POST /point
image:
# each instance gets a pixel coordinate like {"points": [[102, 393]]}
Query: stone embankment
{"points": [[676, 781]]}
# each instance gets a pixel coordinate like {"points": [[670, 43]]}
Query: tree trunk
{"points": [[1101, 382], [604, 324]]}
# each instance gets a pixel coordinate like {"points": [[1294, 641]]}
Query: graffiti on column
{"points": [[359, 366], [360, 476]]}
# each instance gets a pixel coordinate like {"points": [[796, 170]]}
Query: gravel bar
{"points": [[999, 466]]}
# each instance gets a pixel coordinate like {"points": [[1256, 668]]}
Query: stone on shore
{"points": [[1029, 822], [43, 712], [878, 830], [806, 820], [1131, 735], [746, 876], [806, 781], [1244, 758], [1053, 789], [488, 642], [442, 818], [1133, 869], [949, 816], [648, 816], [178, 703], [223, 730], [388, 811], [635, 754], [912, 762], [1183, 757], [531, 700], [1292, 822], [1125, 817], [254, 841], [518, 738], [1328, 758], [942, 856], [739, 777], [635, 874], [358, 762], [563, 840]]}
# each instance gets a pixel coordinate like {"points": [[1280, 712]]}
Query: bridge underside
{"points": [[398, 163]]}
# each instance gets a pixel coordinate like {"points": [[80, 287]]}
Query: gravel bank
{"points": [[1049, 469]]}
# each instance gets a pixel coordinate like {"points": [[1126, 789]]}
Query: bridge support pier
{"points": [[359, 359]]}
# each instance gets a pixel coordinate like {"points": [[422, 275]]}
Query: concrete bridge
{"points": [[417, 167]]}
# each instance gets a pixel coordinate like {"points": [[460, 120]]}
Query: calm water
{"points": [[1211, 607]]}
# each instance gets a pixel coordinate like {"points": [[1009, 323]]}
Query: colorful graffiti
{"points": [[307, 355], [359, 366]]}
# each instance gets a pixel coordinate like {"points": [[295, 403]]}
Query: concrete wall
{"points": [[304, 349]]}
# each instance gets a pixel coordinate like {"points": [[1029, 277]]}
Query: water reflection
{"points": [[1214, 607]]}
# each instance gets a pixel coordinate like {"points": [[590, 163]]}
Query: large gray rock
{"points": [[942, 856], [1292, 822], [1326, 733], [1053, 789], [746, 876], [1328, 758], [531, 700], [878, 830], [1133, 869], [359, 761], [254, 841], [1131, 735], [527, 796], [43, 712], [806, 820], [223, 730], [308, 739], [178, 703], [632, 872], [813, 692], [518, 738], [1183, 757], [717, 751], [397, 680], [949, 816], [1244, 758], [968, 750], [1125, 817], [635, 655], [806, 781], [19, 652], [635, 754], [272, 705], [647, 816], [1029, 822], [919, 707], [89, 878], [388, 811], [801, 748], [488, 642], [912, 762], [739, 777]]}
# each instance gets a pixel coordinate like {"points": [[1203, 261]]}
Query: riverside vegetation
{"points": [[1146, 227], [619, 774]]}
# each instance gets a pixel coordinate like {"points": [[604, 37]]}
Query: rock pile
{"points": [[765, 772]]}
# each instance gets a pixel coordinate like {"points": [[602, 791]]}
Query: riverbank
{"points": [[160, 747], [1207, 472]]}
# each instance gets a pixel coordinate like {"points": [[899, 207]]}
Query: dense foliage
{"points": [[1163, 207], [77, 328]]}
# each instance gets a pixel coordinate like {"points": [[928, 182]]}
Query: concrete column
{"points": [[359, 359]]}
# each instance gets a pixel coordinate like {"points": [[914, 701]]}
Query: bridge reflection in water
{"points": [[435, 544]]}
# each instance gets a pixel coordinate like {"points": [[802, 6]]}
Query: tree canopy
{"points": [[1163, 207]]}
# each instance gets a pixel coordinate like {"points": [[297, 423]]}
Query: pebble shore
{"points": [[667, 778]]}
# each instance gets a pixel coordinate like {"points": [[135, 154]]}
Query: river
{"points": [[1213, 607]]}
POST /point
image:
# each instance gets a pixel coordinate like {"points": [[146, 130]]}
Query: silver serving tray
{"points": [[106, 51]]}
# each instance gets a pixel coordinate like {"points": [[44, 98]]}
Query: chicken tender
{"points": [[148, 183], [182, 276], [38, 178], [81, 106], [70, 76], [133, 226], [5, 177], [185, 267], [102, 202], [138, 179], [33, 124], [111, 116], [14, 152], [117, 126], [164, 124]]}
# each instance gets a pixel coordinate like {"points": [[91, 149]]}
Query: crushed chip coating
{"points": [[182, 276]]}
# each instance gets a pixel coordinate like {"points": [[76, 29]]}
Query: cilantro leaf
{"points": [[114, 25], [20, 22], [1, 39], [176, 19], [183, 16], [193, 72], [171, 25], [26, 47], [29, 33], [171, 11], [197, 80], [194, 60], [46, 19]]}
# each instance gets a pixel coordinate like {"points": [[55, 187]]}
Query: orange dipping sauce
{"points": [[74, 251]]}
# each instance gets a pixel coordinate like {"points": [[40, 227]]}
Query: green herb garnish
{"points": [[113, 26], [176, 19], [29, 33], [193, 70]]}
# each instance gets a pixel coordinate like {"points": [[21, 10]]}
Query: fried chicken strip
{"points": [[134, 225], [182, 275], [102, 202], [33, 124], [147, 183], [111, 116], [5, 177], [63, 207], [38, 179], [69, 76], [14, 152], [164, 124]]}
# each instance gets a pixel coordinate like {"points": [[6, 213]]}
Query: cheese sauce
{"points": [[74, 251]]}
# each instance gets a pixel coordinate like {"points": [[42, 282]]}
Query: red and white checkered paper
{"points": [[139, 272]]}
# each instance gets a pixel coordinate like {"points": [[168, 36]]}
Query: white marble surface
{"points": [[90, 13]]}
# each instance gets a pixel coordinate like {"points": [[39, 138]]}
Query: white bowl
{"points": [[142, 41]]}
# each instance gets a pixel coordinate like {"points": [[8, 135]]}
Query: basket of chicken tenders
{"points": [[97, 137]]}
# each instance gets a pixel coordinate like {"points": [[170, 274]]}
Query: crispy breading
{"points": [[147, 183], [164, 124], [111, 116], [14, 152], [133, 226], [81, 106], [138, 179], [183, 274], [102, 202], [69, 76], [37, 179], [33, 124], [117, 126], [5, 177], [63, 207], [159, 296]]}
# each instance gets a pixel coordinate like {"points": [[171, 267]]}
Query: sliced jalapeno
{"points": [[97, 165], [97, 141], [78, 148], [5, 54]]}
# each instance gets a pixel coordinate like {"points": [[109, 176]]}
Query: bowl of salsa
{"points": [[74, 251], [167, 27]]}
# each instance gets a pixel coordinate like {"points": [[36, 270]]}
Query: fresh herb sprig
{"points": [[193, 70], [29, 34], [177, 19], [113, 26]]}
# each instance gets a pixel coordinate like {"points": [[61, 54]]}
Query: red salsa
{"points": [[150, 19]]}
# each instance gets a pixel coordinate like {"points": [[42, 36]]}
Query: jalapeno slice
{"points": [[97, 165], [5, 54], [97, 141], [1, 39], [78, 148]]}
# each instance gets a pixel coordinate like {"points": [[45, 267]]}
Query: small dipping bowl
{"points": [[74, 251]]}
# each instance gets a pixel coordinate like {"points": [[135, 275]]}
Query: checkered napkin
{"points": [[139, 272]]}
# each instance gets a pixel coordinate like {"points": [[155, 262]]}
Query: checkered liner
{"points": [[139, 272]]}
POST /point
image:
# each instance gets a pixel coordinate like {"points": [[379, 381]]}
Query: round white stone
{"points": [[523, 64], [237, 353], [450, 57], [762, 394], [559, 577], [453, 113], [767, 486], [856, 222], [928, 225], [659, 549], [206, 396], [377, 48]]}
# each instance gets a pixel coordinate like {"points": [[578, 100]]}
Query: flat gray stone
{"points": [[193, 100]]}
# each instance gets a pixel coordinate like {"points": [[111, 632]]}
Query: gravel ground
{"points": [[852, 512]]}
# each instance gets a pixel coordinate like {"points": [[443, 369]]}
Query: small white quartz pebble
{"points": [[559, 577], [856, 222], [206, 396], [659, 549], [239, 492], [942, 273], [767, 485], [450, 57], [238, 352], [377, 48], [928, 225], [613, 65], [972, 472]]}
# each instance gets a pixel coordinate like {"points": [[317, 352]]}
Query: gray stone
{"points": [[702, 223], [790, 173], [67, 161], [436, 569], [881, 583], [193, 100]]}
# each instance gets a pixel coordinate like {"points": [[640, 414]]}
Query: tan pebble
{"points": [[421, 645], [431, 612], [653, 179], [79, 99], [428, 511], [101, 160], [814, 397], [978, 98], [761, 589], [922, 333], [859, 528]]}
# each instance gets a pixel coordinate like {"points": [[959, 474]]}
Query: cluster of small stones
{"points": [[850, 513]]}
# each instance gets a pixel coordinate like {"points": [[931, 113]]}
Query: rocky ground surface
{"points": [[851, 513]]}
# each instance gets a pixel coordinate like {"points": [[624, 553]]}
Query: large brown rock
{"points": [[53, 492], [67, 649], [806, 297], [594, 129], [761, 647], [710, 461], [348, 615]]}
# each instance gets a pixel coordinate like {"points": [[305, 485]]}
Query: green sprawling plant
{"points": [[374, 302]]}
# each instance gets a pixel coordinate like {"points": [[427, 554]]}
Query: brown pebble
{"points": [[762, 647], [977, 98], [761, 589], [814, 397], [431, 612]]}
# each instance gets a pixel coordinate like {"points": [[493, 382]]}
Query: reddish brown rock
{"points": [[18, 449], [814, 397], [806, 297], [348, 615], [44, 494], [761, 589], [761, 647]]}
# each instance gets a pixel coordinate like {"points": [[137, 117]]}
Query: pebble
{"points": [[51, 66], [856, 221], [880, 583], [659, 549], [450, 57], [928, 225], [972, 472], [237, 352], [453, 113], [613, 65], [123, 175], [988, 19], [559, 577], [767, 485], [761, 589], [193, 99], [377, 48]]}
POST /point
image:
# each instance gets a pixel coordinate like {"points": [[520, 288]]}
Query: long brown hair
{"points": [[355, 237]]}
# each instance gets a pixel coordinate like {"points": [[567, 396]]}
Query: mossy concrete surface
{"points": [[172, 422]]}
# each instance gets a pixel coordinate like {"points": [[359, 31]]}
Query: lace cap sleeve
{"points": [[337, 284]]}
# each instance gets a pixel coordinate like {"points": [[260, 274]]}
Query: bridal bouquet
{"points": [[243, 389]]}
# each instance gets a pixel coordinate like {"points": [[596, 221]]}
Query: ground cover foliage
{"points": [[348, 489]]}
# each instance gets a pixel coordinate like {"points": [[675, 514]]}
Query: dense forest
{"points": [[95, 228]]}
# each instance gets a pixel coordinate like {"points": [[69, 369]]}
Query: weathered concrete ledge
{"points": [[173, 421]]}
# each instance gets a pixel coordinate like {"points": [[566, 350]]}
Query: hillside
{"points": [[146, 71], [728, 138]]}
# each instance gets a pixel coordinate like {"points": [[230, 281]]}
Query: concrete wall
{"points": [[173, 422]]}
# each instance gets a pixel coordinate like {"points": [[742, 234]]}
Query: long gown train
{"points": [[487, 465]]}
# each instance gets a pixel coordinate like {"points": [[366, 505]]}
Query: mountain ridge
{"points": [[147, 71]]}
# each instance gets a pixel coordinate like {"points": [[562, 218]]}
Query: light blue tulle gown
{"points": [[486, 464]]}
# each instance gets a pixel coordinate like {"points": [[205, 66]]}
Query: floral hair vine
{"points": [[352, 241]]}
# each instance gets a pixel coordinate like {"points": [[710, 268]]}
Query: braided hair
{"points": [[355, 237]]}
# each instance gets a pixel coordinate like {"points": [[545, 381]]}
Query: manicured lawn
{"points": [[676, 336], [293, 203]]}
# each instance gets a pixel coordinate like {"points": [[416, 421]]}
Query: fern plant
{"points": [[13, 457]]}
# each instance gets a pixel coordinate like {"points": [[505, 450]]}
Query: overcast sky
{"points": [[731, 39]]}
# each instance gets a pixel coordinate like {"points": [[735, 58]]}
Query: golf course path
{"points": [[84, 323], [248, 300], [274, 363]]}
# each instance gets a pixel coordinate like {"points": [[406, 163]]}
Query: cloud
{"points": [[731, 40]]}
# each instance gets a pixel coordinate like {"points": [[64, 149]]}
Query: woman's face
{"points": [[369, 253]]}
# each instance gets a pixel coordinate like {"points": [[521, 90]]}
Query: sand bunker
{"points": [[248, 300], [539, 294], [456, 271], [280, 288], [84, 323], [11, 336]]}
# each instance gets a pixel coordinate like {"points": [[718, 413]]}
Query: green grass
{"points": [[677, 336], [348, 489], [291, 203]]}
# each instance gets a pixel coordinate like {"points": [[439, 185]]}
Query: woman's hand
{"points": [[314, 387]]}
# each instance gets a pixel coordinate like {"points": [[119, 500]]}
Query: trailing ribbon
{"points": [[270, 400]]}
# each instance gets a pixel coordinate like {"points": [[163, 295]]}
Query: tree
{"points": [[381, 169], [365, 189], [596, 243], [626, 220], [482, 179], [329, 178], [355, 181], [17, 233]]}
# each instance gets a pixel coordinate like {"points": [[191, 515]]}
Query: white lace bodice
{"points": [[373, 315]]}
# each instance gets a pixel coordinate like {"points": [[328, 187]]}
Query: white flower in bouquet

TASK TO CARRY OUT ::
Give again, exactly, every line from the one holding "Query: white lace bodice" to the last line of the data.

OUTPUT ::
Query: white lace bodice
{"points": [[373, 315]]}
# each instance gets a pixel coordinate like {"points": [[328, 187]]}
Query: white flower in bouquet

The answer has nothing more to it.